======== EXTRACTED MATERIAL ========
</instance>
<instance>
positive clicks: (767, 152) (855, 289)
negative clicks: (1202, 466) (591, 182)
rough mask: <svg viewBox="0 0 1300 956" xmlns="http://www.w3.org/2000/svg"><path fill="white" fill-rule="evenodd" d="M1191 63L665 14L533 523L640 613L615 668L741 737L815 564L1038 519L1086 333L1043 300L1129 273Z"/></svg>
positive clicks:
========
■ WHAT THE TASK REQUIRES: Rewrite the material above, substituting "foreground clicks" for every "positive clicks" and leaving everything else as it is.

■ TASK ANSWER:
</instance>
<instance>
foreground clicks: (767, 152) (855, 289)
negative clicks: (1202, 466) (591, 182)
rough mask: <svg viewBox="0 0 1300 956" xmlns="http://www.w3.org/2000/svg"><path fill="white" fill-rule="evenodd" d="M1191 63L665 14L533 523L640 613L615 668L741 737L815 564L1038 519L1086 333L1043 300L1129 273Z"/></svg>
foreground clicks:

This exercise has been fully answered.